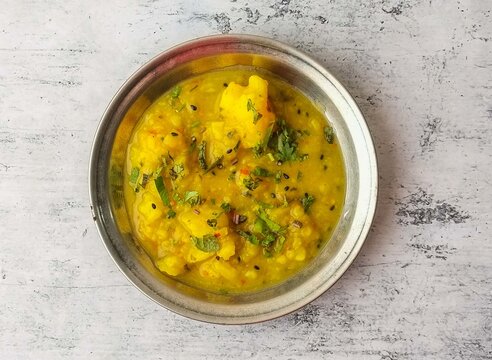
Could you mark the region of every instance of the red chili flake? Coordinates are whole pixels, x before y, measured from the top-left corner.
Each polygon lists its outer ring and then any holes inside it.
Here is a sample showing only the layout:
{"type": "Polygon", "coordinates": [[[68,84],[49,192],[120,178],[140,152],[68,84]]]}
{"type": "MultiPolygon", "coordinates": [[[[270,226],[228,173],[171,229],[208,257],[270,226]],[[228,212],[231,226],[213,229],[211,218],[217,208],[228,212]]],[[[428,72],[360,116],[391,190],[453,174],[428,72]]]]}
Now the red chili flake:
{"type": "Polygon", "coordinates": [[[214,236],[218,239],[220,238],[220,233],[215,233],[214,236]]]}
{"type": "Polygon", "coordinates": [[[200,210],[198,210],[198,209],[193,209],[193,212],[194,212],[195,214],[197,214],[197,215],[200,215],[200,210]]]}

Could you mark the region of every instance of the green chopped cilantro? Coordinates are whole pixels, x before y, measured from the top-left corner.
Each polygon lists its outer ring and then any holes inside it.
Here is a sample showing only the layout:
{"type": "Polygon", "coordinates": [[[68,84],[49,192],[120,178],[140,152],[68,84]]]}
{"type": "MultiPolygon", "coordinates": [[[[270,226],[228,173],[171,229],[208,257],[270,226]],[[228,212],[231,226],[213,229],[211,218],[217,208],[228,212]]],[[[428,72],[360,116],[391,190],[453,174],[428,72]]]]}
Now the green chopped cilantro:
{"type": "Polygon", "coordinates": [[[246,109],[248,111],[253,112],[253,124],[256,124],[258,122],[258,120],[260,120],[263,117],[263,115],[260,114],[258,112],[258,110],[256,110],[255,104],[253,103],[253,101],[251,99],[248,99],[248,103],[246,104],[246,109]]]}
{"type": "Polygon", "coordinates": [[[237,233],[239,234],[239,236],[245,238],[253,245],[258,245],[260,243],[260,240],[258,240],[256,235],[250,233],[249,231],[238,230],[237,233]]]}
{"type": "Polygon", "coordinates": [[[182,177],[184,174],[184,165],[181,163],[174,164],[174,166],[169,170],[169,176],[172,180],[176,180],[178,177],[182,177]]]}
{"type": "Polygon", "coordinates": [[[203,237],[191,236],[191,241],[199,250],[204,252],[216,252],[220,249],[219,241],[212,234],[203,237]]]}
{"type": "Polygon", "coordinates": [[[280,183],[280,181],[282,181],[282,171],[277,171],[277,173],[275,174],[275,183],[280,183]]]}
{"type": "Polygon", "coordinates": [[[304,193],[304,196],[301,198],[301,204],[302,207],[304,208],[304,212],[307,213],[309,212],[309,209],[314,203],[314,196],[308,193],[304,193]]]}
{"type": "Polygon", "coordinates": [[[333,131],[333,128],[331,126],[325,126],[323,132],[328,144],[333,144],[333,141],[335,141],[335,132],[333,131]]]}
{"type": "Polygon", "coordinates": [[[270,171],[268,171],[265,168],[259,167],[259,166],[255,167],[251,173],[255,176],[261,176],[261,177],[272,176],[270,171]]]}
{"type": "Polygon", "coordinates": [[[132,169],[132,172],[130,173],[130,184],[136,184],[138,180],[138,176],[140,175],[140,170],[137,167],[134,167],[132,169]]]}
{"type": "Polygon", "coordinates": [[[202,141],[200,145],[198,145],[198,165],[203,170],[208,169],[206,152],[207,152],[207,142],[202,141]]]}
{"type": "Polygon", "coordinates": [[[260,182],[261,182],[261,179],[253,178],[251,176],[243,179],[243,185],[248,190],[251,190],[251,191],[255,190],[260,185],[260,182]]]}
{"type": "Polygon", "coordinates": [[[274,222],[273,220],[271,220],[267,213],[265,212],[265,210],[263,208],[259,208],[258,209],[258,212],[257,212],[257,215],[258,217],[263,220],[265,222],[265,224],[268,226],[268,228],[275,232],[275,233],[278,233],[278,232],[281,232],[283,229],[282,229],[282,226],[280,226],[279,224],[277,224],[276,222],[274,222]]]}
{"type": "Polygon", "coordinates": [[[220,207],[226,213],[231,212],[231,204],[229,204],[229,203],[224,202],[224,203],[220,204],[220,207]]]}
{"type": "Polygon", "coordinates": [[[157,177],[154,180],[154,184],[164,205],[171,206],[171,203],[169,202],[169,194],[167,193],[162,176],[157,177]]]}
{"type": "Polygon", "coordinates": [[[174,211],[173,209],[169,209],[169,211],[167,212],[167,218],[172,219],[174,217],[176,217],[176,211],[174,211]]]}
{"type": "Polygon", "coordinates": [[[198,191],[187,191],[184,194],[184,202],[190,204],[191,206],[195,206],[200,204],[201,198],[198,191]]]}
{"type": "Polygon", "coordinates": [[[181,86],[179,85],[175,86],[171,91],[171,98],[177,99],[181,94],[181,90],[182,90],[181,86]]]}

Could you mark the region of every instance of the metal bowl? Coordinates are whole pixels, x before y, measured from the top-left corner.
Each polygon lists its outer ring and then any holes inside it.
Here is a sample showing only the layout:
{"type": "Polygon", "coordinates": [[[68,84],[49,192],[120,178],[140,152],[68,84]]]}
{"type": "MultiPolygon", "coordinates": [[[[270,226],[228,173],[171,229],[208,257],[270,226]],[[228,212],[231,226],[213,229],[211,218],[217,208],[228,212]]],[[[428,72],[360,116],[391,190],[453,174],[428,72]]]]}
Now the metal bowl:
{"type": "Polygon", "coordinates": [[[94,221],[116,265],[138,289],[169,310],[223,324],[272,319],[311,302],[332,286],[357,256],[376,207],[377,165],[364,117],[347,90],[319,63],[278,41],[250,35],[218,35],[169,49],[133,74],[110,102],[97,129],[90,159],[94,221]],[[122,201],[126,149],[135,123],[164,91],[190,76],[233,66],[269,71],[300,89],[333,124],[347,178],[341,219],[311,263],[287,281],[263,291],[220,295],[191,288],[160,273],[133,240],[122,201]]]}

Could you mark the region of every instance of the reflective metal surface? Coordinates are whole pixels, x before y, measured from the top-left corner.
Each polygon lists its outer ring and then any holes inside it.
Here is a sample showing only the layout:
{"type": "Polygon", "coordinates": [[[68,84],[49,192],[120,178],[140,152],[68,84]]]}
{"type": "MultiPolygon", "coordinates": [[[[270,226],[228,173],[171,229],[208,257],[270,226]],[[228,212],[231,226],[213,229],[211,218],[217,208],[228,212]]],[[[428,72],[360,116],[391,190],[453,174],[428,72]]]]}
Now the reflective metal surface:
{"type": "Polygon", "coordinates": [[[97,129],[90,160],[90,201],[108,252],[144,294],[181,315],[214,323],[272,319],[314,300],[347,270],[369,231],[377,198],[377,164],[364,117],[349,93],[320,64],[277,41],[218,35],[165,51],[120,88],[97,129]],[[140,115],[177,82],[206,71],[246,66],[269,71],[316,101],[333,124],[342,148],[347,189],[342,218],[312,263],[288,281],[243,295],[218,295],[176,282],[154,268],[133,241],[122,199],[124,150],[140,115]]]}

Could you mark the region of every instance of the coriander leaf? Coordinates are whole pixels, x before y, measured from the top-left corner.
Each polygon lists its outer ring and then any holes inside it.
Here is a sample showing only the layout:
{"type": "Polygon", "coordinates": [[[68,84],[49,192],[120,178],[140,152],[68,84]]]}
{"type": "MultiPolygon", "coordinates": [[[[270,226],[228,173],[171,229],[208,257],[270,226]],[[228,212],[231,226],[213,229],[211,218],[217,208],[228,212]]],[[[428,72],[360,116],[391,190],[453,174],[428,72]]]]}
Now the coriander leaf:
{"type": "Polygon", "coordinates": [[[277,173],[275,174],[275,183],[280,183],[280,181],[282,181],[282,171],[277,171],[277,173]]]}
{"type": "Polygon", "coordinates": [[[335,132],[333,131],[333,128],[331,126],[325,126],[323,131],[328,144],[333,144],[333,141],[335,141],[335,132]]]}
{"type": "Polygon", "coordinates": [[[222,210],[224,210],[224,212],[228,213],[231,211],[231,204],[229,203],[222,203],[220,204],[220,207],[222,208],[222,210]]]}
{"type": "Polygon", "coordinates": [[[181,94],[181,86],[177,85],[173,88],[173,90],[171,91],[171,97],[173,99],[177,99],[179,97],[179,95],[181,94]]]}
{"type": "Polygon", "coordinates": [[[282,131],[277,140],[277,157],[282,161],[296,159],[297,143],[287,130],[282,131]]]}
{"type": "Polygon", "coordinates": [[[272,176],[270,171],[259,166],[255,167],[251,173],[255,176],[262,176],[262,177],[272,176]]]}
{"type": "Polygon", "coordinates": [[[164,205],[171,206],[171,203],[169,202],[169,194],[167,193],[166,186],[164,185],[164,179],[162,178],[162,176],[156,178],[154,180],[154,184],[164,205]]]}
{"type": "Polygon", "coordinates": [[[207,225],[212,227],[212,228],[216,228],[217,227],[217,219],[208,219],[207,225]]]}
{"type": "Polygon", "coordinates": [[[184,200],[181,198],[181,196],[180,196],[177,192],[175,192],[175,193],[173,194],[173,199],[174,199],[174,201],[176,201],[178,204],[184,204],[184,200]]]}
{"type": "Polygon", "coordinates": [[[263,137],[263,140],[261,142],[261,145],[263,148],[266,148],[268,145],[268,142],[270,141],[270,137],[272,136],[273,132],[273,124],[268,127],[268,129],[265,132],[265,136],[263,137]]]}
{"type": "Polygon", "coordinates": [[[169,211],[167,212],[167,218],[172,219],[174,217],[176,217],[176,211],[174,211],[173,209],[169,209],[169,211]]]}
{"type": "Polygon", "coordinates": [[[263,146],[261,146],[261,143],[258,143],[253,147],[253,155],[256,158],[259,158],[261,157],[261,155],[263,155],[263,146]]]}
{"type": "Polygon", "coordinates": [[[294,161],[298,160],[297,154],[297,131],[288,126],[283,119],[278,119],[275,123],[268,146],[275,151],[274,156],[277,160],[294,161]]]}
{"type": "Polygon", "coordinates": [[[182,177],[184,172],[184,165],[174,164],[174,166],[169,170],[169,176],[172,180],[176,180],[178,177],[182,177]]]}
{"type": "Polygon", "coordinates": [[[311,206],[314,203],[314,196],[308,193],[304,193],[304,197],[301,199],[302,207],[304,208],[304,212],[307,213],[311,206]]]}
{"type": "Polygon", "coordinates": [[[276,222],[271,220],[263,208],[259,208],[257,215],[261,220],[263,220],[265,222],[266,226],[268,226],[268,228],[271,231],[273,231],[275,233],[282,231],[282,226],[280,226],[279,224],[277,224],[276,222]]]}
{"type": "Polygon", "coordinates": [[[251,176],[244,178],[243,179],[243,185],[248,189],[248,190],[255,190],[259,185],[260,185],[261,179],[253,179],[251,176]]]}
{"type": "Polygon", "coordinates": [[[273,209],[275,206],[273,204],[268,204],[264,201],[254,199],[255,203],[260,205],[263,209],[273,209]]]}
{"type": "Polygon", "coordinates": [[[140,175],[140,170],[137,167],[134,167],[132,169],[132,172],[130,173],[130,184],[136,184],[138,180],[138,176],[140,175]]]}
{"type": "Polygon", "coordinates": [[[254,105],[253,105],[253,101],[251,101],[251,99],[248,99],[248,103],[246,104],[246,109],[248,111],[251,111],[251,109],[254,109],[254,105]]]}
{"type": "MultiPolygon", "coordinates": [[[[255,157],[259,158],[265,153],[265,149],[267,148],[268,143],[270,141],[270,137],[272,136],[272,131],[273,131],[273,125],[268,127],[268,129],[265,132],[265,136],[263,137],[263,140],[253,147],[253,154],[255,155],[255,157]]],[[[272,154],[269,153],[268,155],[270,155],[273,158],[272,154]]]]}
{"type": "Polygon", "coordinates": [[[207,234],[203,237],[191,236],[193,244],[201,251],[216,252],[220,249],[219,241],[212,234],[207,234]]]}
{"type": "Polygon", "coordinates": [[[198,205],[201,201],[200,194],[198,194],[198,191],[187,191],[184,194],[184,201],[191,206],[198,205]]]}
{"type": "Polygon", "coordinates": [[[200,145],[198,145],[198,165],[203,170],[208,169],[207,159],[206,159],[206,151],[207,151],[207,142],[202,141],[200,145]]]}
{"type": "Polygon", "coordinates": [[[266,234],[269,231],[268,226],[260,218],[256,218],[253,228],[256,232],[259,232],[260,234],[266,234]]]}
{"type": "Polygon", "coordinates": [[[261,240],[261,246],[269,247],[275,241],[275,234],[268,233],[265,235],[263,240],[261,240]]]}
{"type": "Polygon", "coordinates": [[[256,124],[258,122],[258,120],[260,120],[263,117],[263,115],[260,114],[258,112],[258,110],[256,110],[255,104],[253,103],[253,101],[251,99],[248,99],[248,103],[246,104],[246,109],[248,111],[253,112],[253,124],[256,124]]]}
{"type": "Polygon", "coordinates": [[[280,235],[277,237],[277,241],[275,242],[275,246],[273,247],[276,253],[279,253],[282,251],[282,248],[284,247],[285,244],[285,236],[280,235]]]}
{"type": "Polygon", "coordinates": [[[256,235],[250,233],[249,231],[238,230],[237,233],[239,234],[239,236],[245,238],[253,245],[258,245],[260,243],[256,235]]]}
{"type": "Polygon", "coordinates": [[[272,252],[266,248],[263,248],[263,256],[266,258],[271,258],[272,257],[272,252]]]}

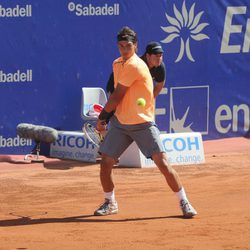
※
§ PROBLEM TO SOLVE:
Would you please copy all lines in the data that contain the word "mark"?

§ ANSWER TO THE EXERCISE:
Could you mark the region of every instance of the red chili flake? Coordinates are whole pixels, x before y, measured from the top-left corner.
Could you mark the region of every instance of the green chopped cilantro? Coordinates are whole pixels, x before y, measured from the top-left corner.
Could you mark the region of every instance of the metal bowl? Coordinates are whole pixels, x before y, measured from the top-left corner.
Could you mark the region of every instance of the reflective metal surface? Coordinates are whole pixels, x before y, measured from the top-left corner.
Could you mark the region of every instance of the coriander leaf? Coordinates are whole pixels, x before y, measured from the top-left corner.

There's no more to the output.